• **TASK DIRECTIONS**: Starting at the line containing "In which part of the above frame can the green sprout" and running through the end of the material, switch "green sprout" to "young shoot" and give those lines back, leaving everything else unchanged.

****************

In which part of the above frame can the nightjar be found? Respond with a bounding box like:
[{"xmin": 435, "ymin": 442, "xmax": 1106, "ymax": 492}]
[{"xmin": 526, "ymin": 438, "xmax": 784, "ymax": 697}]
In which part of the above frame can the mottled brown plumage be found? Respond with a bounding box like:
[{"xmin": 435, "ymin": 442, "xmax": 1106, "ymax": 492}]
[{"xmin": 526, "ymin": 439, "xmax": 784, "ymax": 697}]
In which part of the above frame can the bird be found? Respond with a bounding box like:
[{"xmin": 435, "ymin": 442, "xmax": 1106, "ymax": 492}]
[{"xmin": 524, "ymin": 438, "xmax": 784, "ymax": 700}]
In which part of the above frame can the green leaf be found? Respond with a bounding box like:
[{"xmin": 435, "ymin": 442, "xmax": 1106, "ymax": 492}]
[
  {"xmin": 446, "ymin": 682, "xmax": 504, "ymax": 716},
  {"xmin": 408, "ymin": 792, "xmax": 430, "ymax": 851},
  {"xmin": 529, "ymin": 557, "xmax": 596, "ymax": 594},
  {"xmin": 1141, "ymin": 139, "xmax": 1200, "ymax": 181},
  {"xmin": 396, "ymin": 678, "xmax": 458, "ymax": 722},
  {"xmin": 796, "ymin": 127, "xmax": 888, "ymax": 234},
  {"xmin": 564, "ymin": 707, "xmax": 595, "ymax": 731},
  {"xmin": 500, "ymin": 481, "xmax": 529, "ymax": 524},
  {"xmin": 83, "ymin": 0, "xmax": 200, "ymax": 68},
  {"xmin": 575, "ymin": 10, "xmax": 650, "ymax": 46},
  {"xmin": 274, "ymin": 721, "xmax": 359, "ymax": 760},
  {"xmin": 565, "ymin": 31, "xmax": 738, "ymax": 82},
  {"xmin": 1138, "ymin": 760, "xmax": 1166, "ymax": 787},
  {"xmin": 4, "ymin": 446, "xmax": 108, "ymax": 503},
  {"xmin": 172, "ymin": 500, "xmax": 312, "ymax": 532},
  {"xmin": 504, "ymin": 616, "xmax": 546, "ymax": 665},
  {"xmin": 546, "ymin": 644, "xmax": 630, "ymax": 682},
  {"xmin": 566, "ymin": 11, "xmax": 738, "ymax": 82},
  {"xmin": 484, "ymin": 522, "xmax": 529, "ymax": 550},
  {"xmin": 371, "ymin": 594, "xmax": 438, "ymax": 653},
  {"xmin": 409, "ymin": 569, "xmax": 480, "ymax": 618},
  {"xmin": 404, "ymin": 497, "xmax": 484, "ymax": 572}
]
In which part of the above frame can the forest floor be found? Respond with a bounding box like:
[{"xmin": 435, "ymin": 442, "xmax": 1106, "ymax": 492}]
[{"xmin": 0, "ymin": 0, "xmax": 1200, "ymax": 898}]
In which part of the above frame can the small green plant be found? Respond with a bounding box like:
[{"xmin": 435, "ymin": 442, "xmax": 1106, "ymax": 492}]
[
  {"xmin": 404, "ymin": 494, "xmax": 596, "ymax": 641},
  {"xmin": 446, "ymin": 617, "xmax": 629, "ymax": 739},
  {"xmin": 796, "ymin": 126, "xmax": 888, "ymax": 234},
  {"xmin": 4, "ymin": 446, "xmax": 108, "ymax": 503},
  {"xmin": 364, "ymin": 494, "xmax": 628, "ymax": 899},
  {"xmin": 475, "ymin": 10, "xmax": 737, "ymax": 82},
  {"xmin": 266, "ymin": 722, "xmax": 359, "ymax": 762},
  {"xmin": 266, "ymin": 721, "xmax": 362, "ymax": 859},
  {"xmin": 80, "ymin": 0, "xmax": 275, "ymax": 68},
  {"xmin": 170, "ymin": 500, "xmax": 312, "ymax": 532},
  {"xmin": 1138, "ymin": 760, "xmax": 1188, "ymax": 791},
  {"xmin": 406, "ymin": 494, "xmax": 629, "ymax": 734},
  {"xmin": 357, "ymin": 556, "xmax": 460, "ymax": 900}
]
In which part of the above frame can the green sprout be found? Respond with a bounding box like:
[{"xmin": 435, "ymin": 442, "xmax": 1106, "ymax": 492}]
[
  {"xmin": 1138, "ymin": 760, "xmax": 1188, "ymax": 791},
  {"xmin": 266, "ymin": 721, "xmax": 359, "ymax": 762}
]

****************

• **ANSWER IN FULL**:
In which part of the above frame can the young shoot be found? Respond with a bounding box like:
[{"xmin": 435, "ymin": 442, "xmax": 1106, "ymax": 492}]
[
  {"xmin": 1138, "ymin": 760, "xmax": 1188, "ymax": 791},
  {"xmin": 266, "ymin": 721, "xmax": 359, "ymax": 762}
]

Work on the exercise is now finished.